Assignment:
Could you set down exactly the lines of the data below, starting at the one that holds "Locate every instance of white column" and ending at the one that holds "Locate every instance of orange", both included, and only those?

** Provided information follows **

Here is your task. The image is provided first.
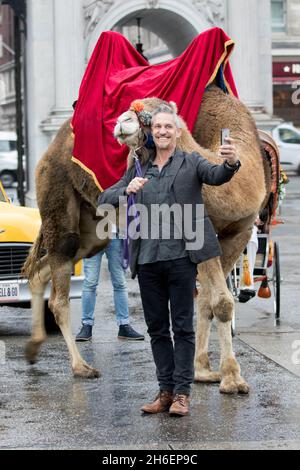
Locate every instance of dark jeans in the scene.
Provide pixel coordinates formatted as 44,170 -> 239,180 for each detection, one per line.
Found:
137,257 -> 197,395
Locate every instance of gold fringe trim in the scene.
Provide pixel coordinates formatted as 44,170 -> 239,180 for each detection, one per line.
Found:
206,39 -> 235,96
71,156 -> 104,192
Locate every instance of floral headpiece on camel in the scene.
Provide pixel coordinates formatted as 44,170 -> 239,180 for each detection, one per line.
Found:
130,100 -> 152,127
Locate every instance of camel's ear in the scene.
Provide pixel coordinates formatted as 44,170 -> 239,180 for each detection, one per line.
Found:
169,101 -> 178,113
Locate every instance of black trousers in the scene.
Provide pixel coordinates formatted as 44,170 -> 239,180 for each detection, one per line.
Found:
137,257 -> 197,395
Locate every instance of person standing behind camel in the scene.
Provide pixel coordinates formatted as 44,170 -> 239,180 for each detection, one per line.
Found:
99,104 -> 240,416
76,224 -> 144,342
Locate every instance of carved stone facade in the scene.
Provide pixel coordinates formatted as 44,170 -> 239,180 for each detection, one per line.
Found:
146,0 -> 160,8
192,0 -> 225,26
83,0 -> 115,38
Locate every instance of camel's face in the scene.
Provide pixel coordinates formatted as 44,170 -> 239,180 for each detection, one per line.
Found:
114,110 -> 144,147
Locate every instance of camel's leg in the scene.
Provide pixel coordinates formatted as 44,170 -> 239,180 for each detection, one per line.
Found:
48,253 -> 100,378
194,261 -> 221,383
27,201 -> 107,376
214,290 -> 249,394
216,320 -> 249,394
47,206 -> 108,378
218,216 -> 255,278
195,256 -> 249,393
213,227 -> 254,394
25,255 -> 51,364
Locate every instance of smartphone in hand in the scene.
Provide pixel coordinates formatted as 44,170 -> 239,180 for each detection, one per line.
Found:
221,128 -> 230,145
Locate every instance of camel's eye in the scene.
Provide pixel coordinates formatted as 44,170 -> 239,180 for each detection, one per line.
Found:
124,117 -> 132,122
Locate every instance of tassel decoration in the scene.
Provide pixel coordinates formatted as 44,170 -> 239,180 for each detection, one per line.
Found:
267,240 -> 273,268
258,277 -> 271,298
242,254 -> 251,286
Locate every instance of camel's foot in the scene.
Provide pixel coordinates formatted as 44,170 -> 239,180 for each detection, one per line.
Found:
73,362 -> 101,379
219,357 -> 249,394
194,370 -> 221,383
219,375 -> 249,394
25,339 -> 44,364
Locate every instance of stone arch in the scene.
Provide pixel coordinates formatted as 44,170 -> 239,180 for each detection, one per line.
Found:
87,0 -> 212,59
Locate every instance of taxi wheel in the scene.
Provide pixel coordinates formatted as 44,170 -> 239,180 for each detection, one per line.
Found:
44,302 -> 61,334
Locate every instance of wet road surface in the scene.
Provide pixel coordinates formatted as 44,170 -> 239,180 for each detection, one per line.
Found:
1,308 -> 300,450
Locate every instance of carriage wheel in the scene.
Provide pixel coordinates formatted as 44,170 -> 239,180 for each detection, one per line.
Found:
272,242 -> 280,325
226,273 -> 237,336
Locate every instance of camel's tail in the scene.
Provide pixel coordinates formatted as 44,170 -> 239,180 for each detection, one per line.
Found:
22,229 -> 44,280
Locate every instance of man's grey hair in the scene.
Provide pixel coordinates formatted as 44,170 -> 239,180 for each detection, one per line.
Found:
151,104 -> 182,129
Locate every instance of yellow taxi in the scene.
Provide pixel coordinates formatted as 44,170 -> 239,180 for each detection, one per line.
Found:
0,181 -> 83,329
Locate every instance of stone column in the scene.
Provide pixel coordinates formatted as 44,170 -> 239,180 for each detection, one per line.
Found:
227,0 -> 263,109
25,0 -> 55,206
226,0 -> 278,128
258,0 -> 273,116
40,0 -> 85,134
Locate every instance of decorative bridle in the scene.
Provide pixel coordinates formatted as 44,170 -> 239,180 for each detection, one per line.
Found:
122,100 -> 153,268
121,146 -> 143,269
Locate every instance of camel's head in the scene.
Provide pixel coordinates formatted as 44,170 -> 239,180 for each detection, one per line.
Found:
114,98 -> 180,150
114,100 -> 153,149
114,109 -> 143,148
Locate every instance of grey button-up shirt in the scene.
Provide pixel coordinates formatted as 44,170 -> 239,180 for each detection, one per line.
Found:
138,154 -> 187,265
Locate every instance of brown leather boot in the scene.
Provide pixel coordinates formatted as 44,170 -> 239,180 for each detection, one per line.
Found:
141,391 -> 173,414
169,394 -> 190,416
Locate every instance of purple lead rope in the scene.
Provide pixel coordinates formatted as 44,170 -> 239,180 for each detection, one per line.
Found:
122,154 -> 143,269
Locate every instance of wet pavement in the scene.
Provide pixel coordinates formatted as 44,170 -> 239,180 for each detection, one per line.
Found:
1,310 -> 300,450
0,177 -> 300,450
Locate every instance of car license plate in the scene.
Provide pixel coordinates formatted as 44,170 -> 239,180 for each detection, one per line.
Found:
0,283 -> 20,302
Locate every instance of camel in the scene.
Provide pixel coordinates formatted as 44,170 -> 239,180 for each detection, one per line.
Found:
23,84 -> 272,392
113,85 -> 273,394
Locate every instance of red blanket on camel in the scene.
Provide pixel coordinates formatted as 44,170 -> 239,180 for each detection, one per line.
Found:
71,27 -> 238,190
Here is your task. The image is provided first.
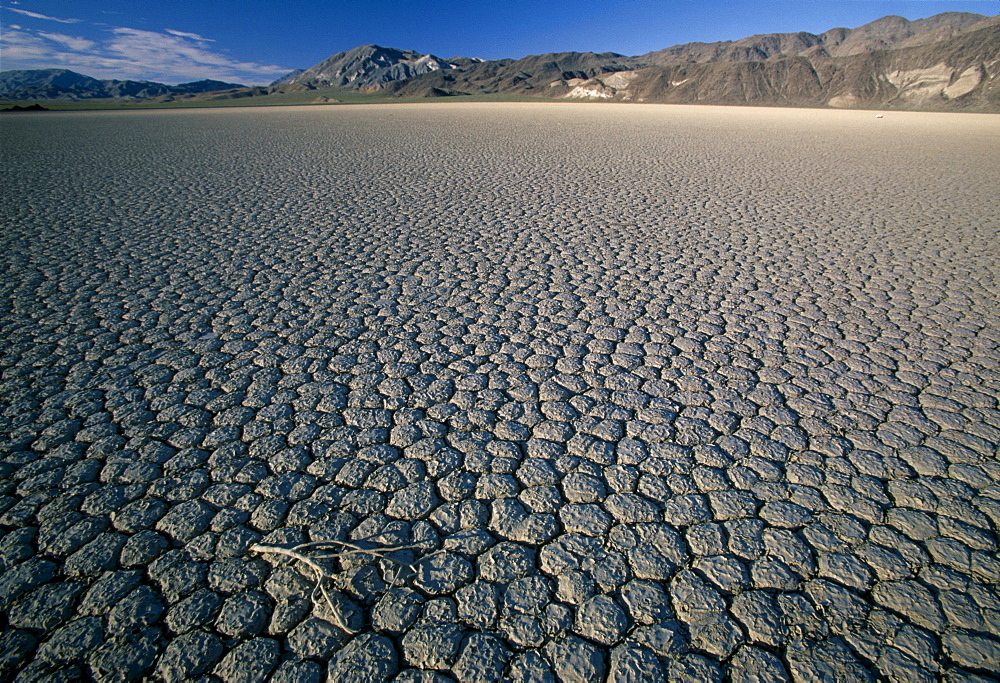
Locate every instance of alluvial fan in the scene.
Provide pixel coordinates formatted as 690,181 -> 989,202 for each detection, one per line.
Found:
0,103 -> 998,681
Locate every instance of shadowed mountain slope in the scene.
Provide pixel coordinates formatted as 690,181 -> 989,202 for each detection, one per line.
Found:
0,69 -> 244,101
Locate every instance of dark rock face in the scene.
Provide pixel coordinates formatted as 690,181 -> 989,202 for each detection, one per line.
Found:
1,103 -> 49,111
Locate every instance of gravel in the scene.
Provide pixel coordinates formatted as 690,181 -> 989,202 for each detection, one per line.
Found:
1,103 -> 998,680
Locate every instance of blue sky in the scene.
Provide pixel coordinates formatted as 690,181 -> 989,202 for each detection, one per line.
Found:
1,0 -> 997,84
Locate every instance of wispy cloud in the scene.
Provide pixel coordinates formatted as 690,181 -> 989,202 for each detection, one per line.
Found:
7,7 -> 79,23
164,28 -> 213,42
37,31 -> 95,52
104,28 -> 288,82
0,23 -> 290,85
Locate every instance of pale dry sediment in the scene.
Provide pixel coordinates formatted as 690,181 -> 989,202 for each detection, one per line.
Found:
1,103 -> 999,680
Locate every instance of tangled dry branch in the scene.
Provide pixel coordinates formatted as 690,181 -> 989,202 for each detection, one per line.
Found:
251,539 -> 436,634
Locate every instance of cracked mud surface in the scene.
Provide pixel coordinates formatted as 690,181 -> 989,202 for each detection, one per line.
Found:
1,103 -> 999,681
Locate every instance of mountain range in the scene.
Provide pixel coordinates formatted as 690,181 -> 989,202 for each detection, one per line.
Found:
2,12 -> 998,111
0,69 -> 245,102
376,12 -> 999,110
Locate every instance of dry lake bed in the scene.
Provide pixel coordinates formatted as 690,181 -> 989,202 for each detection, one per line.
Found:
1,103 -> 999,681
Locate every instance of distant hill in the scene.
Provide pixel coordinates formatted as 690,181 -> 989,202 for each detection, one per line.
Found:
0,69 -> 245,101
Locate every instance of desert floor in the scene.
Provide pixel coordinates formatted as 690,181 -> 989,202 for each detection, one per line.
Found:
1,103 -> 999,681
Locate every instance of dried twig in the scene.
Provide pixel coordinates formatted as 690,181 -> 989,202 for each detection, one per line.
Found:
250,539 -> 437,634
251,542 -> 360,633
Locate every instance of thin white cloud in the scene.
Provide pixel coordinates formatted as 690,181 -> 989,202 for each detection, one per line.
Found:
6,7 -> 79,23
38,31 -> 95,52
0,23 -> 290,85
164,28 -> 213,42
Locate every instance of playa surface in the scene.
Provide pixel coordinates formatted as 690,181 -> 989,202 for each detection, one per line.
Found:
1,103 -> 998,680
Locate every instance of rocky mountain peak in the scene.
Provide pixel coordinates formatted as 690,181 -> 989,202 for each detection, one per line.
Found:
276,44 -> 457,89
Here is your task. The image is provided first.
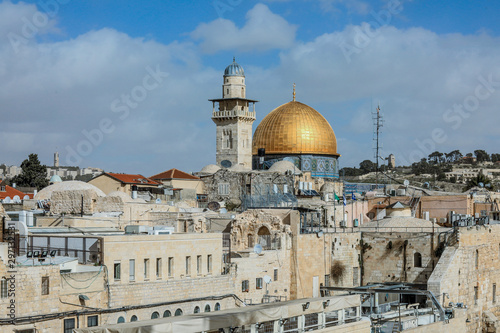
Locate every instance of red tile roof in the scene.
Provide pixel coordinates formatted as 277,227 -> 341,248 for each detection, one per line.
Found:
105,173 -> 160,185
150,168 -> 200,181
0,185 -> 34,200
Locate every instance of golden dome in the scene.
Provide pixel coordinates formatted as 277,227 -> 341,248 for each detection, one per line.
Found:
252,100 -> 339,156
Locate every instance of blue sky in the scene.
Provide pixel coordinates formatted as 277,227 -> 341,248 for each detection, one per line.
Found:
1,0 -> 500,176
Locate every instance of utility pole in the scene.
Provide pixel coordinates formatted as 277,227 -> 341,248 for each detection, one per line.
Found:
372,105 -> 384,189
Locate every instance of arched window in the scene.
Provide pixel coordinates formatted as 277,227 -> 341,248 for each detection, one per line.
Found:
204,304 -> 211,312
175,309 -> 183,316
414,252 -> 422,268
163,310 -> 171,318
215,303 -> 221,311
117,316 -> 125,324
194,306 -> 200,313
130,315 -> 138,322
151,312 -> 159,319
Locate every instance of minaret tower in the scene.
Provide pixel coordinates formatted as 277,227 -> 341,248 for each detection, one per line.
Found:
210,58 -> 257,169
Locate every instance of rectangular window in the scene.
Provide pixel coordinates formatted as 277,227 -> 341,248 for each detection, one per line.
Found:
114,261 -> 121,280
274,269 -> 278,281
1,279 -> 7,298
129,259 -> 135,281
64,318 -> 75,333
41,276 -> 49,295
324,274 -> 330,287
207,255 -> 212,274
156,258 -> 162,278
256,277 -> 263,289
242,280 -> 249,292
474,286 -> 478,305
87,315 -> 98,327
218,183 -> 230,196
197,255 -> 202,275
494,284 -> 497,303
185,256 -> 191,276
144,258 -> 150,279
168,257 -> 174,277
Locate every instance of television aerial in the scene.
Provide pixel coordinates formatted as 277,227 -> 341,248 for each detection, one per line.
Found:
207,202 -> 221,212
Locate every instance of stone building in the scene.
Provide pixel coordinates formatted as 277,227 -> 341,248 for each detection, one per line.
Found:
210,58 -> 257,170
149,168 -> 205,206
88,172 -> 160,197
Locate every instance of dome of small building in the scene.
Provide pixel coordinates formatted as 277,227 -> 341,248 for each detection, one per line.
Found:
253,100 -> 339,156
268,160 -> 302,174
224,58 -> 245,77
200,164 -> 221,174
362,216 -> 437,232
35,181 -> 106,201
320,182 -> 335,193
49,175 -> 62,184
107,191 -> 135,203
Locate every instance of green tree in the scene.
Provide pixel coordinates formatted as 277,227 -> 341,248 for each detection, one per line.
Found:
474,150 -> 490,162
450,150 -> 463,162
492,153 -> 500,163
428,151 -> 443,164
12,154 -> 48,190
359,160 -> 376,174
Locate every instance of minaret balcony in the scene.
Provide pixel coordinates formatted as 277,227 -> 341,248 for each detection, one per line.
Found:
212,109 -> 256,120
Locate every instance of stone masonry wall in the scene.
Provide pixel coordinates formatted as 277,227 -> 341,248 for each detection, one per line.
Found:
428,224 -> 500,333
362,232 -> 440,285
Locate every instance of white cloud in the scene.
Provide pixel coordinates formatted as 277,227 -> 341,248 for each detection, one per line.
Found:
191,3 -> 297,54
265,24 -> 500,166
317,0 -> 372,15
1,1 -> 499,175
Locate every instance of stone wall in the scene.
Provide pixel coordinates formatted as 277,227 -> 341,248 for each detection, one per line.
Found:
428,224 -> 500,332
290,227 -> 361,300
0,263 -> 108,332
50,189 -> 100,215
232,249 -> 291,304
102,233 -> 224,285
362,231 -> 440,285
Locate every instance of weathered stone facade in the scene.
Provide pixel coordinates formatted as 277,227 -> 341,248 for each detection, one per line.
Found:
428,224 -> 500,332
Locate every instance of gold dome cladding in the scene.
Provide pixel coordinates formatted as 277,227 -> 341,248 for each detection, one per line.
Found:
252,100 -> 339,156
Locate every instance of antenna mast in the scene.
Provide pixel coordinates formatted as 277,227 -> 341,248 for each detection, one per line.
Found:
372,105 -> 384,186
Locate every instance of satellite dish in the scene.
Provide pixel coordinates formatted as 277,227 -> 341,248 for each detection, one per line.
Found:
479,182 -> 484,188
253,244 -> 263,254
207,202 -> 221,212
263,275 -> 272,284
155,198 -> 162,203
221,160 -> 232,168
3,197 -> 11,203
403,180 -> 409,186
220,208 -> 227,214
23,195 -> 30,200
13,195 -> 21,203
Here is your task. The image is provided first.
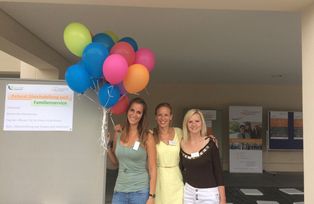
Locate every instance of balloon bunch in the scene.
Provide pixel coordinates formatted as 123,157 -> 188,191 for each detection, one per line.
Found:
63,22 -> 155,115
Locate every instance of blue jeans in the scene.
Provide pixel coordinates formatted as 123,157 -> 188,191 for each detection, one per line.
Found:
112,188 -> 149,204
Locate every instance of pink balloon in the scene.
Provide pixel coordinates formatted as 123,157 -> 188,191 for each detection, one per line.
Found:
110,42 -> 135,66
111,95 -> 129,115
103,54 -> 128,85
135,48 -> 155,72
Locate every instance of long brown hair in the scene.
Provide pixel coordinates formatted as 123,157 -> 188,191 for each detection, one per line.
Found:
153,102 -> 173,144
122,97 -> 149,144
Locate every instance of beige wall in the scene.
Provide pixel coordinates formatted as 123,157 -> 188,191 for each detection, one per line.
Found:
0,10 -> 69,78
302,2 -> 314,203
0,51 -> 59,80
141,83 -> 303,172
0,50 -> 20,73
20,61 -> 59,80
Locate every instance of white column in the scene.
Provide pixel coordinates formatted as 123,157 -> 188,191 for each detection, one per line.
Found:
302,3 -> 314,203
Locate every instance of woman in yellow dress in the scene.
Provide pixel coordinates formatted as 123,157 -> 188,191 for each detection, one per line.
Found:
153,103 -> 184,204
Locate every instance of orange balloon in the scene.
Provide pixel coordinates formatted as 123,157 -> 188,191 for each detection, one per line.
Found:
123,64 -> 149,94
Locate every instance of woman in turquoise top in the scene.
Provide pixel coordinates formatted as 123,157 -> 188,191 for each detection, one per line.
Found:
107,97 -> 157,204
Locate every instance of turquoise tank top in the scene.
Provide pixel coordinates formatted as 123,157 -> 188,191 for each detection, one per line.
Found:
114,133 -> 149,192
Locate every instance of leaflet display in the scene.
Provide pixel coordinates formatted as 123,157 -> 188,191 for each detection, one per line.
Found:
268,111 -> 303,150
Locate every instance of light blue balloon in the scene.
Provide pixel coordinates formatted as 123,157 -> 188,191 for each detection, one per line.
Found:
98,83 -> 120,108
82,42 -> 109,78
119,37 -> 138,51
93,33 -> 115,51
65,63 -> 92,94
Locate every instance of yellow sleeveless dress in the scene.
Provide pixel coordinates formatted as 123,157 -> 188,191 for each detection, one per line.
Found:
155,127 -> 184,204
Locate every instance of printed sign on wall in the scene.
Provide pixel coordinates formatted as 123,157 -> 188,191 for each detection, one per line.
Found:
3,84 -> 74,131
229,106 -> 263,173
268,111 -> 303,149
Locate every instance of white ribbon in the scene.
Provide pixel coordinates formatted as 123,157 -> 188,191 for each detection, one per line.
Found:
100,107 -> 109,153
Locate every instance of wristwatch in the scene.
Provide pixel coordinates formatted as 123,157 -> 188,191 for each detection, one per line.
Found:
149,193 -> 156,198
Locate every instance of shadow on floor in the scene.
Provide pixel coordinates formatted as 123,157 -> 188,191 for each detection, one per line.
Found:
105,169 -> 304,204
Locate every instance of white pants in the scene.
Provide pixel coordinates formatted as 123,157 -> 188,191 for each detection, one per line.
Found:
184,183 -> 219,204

** End of Provided information **

Your response:
Locate every instance of white column in the scene.
Provide pixel coordinates formatted as 123,157 -> 188,191 for each detection, one per line.
Found:
302,3 -> 314,203
Locate every instance of woman in yellow dress in the scene.
Provide pixel coordinates formatted as 123,157 -> 188,191 for each detection, one per line.
Found:
153,103 -> 184,204
Locate every instance of orange balloon in the scene.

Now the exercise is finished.